- _Study text_
* * * *

The cost of branding and packaging is significant, so to get a handful of craft producers within our periphery is the model for us: Support them, get them good genetics, help them with compliance, help them deal with distribution, so it’s a different vision that just selling clones to some of the big producers to be turned into distillate.
“The ultimate goal is to get a handful of micros the same products so that we can satisfy a larger need for branded products in the marketplace. The cost of branding and packaging is significant, so to get a handful of craft producers within our periphery is the model for us: Support them, get them good genetics, help them with compliance, help them deal with distribution, so it’s a different vision that just selling clones to some of the big producers to be turned into distillate.”
Understanding the micro realities
The real challenges for these micros, Thorne says, will be understanding the realities of the wholesale and consumer market.
The opportunity to hold on to more of the revenue can be huge for small growers.
“The reality is right now the only things that are really selling are over 20% THC, and they need to be under $10 a gram by the time they hit the Province. So if you’re a micro (cultivator) and you’re bulk-packaging this stuff, if you’re getting anything over $3 a gram, then you are doing excellent, because by the time it gets jarred and weighed, through QA and testing, and everything else, you’re approaching that $10 mark.”
“I think in the near term, $4-5 for a high-end craft flower that tests over 20%, is hand trimmed, has amazing bag appeal – I think that’s accessible. But if it’s not of the highest caliber, then I see it long term moving towards a commodity market where the kind of products coming from the big greenhouses are getting under $1 a gram. But even at about $2.50 a gram, if you’re not able to make money, you really need to look at your cultivation practices, your genetics and your growers.”
As for the consumer market, Thorne says he sees a lot of potential for the market once the province allows either direct sales or drop shipping, with a lot of potential for the ‘farm gate’ direct sales to make micros and even businesses like his much more economically viable.

* * * *

- _Exercise prompt_
Continue the article on craft cannabis micro-cultivators from the point where it stops.

* * * *

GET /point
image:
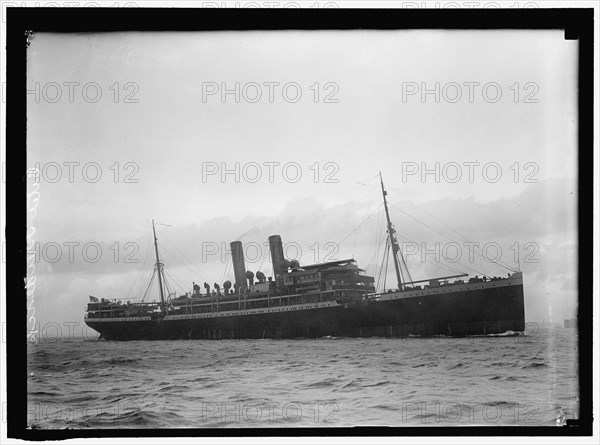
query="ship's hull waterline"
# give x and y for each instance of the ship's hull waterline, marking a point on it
(482, 308)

* * * *

- _Written reply_
“Personally, we’re in a high tourist area, we have thousands of tourists in our region every summer. They’re already driving by, they’re already buying cannabis from stores, we just want to sell to them, too. And for the financial ability of a micro, I think it will be an important part of them succeeding. The opportunity to hold on to more of the revenue can be huge for small growers.”
You need at least 12 months cash on hand to run your facility, and even after that you’re living crop to crop.
Prepare for financial realities
Another piece he hopes more new licence holders truly understand, is being prepared to take a while to begin making revenue to even cover operating costs, much less the initial investment.
“You need at least 12 months cash on hand to run your facility, and even after that you’re living crop to crop,” he warns. “This is something that the legacy market guys don’t fully understand, because a lot of what they’ve done in the past has been like, a single crop pays off their whole facility, these are not the market conditions today.”
“That’s not the reality of the legal market. The tax structure can be significant, the terms with the distributors is long, other agencies besides Health Canada like the CRA, which is a piece people often forget about. A lot of these legacy growers don’t understand all this, so they need support from licence holders like ourselves. We have a QA department, we have an accountant, we have systems in place already that they can benefit from, and we have more flexibility than some of the bigger players because we’re a lean, small, privately held LP.”